_TASK STATEMENT_
Rewrite the material below line by line, swapping "each instance" for "every instance" wherever it occurs and leaving everything else as it is.

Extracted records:

** Begin **

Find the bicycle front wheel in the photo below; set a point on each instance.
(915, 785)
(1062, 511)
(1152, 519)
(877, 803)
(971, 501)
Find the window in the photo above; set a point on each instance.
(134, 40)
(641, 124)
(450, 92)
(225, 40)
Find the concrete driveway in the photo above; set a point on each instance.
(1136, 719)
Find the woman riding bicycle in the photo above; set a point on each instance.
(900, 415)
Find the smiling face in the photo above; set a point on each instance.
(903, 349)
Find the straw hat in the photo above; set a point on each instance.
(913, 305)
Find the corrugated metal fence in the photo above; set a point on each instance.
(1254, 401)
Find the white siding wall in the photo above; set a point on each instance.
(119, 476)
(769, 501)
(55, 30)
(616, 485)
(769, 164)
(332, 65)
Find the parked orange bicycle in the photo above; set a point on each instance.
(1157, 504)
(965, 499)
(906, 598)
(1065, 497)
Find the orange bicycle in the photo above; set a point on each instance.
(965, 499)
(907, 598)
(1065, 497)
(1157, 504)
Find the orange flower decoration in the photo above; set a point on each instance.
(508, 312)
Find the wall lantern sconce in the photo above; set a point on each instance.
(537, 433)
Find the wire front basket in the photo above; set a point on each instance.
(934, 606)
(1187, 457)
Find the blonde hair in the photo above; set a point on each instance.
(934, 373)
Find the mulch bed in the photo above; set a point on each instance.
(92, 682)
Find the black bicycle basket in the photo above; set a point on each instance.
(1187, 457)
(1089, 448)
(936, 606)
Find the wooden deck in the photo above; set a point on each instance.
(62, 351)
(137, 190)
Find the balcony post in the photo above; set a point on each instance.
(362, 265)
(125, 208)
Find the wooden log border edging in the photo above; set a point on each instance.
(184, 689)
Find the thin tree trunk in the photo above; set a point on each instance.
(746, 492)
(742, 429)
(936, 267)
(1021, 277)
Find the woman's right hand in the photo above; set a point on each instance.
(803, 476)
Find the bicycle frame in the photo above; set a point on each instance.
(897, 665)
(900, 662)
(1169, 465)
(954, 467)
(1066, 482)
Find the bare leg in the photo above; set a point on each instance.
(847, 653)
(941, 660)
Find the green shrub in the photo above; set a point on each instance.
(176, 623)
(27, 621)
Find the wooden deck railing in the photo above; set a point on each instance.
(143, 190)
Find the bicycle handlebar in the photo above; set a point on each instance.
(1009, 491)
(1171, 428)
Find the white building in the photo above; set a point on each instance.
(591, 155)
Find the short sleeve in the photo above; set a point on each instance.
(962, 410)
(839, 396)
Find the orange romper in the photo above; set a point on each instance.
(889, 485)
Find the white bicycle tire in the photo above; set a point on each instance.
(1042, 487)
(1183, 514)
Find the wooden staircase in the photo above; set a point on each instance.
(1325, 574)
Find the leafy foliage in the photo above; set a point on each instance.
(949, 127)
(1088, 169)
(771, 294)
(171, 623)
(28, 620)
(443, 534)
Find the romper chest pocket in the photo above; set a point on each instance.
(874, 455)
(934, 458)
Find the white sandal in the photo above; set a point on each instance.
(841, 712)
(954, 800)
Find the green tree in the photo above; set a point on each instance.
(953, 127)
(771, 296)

** End **

_SOLUTION FOR THIS EXERCISE_
Find the bicycle front wheel in the photo below; set a point on every instance.
(915, 785)
(1062, 511)
(1152, 519)
(877, 803)
(971, 501)
Find the window in the photo above; set a point on every instance.
(134, 40)
(641, 124)
(450, 92)
(225, 40)
Find the concrete driveway in the photo above; set a point on every instance.
(1136, 719)
Find the woman riding bicycle in the photo above; set a point on every instance.
(900, 415)
Find the smiling face in the photo above; set a point on every instance.
(903, 349)
Find the straw hat in the photo above; set a point on every instance.
(913, 305)
Find the corrugated metal fence in the photo above; set a point on every instance.
(1254, 401)
Find the white siding wall in the photo above; set a point on every instance.
(119, 476)
(769, 501)
(55, 30)
(616, 485)
(769, 164)
(332, 65)
Find the parked orange bicycle in the photo above; set a point on every instance.
(1157, 504)
(965, 499)
(906, 598)
(1065, 497)
Find the orange bicycle in the photo above; set a point on every instance.
(965, 499)
(907, 598)
(1065, 497)
(1157, 504)
Find the orange flower decoration in the photo above; set a point on every instance.
(508, 312)
Find the wall lantern sconce in the photo above; set a point on every instance.
(537, 433)
Find the wire front basket in the photo above; set a point on every instance.
(934, 606)
(1187, 457)
Find the blonde hair in the photo above; set a point on every instance.
(934, 373)
Find the mulch bed in the photo above; set a point on every instance.
(92, 682)
Find the black bicycle basket in the photo above; set a point on every instance.
(1187, 457)
(1089, 448)
(936, 606)
Find the wooden deck in the photo above; set a point on every instance.
(62, 351)
(137, 190)
Find the balcony post in the photo above; set a point on every instance.
(362, 265)
(125, 208)
Find the wooden log border edging in the photo above; set a point on every instance.
(184, 689)
Find the thin tree trunk in the photo above; set a point on every instance.
(746, 492)
(742, 429)
(936, 267)
(1021, 277)
Find the woman's right hand in the photo above; set a point on every instance.
(803, 476)
Find the bicycle frame in the photo above; set a point on every instance.
(897, 665)
(900, 662)
(1169, 465)
(954, 467)
(1066, 482)
Find the bare leg in the photo above; set a point on every instance.
(847, 653)
(941, 660)
Find the green shrub in the photo above; set a point on every instance.
(176, 623)
(27, 621)
Find the wooden deck railing in the photo above; set a point on every instance.
(143, 190)
Find the bicycle handlebar in the photo above; set a point on every instance.
(1009, 491)
(1171, 428)
Find the white building in the photo above; set a point on every instance.
(591, 155)
Find the short sleeve in the photo above; set a point on every instance.
(962, 410)
(839, 396)
Find the orange romper in the photo above; set a point on every instance.
(889, 485)
Find the white bicycle tire in the photo above; set a point on every instance.
(1042, 487)
(1183, 514)
Find the wooden staircase in the photo above; set a point on every instance.
(1325, 574)
Find the leafy foliage in the photo above; set a point on every instance.
(949, 127)
(1088, 169)
(771, 294)
(171, 623)
(28, 620)
(443, 534)
Find the romper chest pocket in the photo above; set a point on every instance.
(874, 455)
(934, 458)
Find the white sandal in the photo above; set a point on every instance.
(841, 712)
(954, 800)
Find the green tree in the photo above; set a point on every instance.
(953, 127)
(771, 296)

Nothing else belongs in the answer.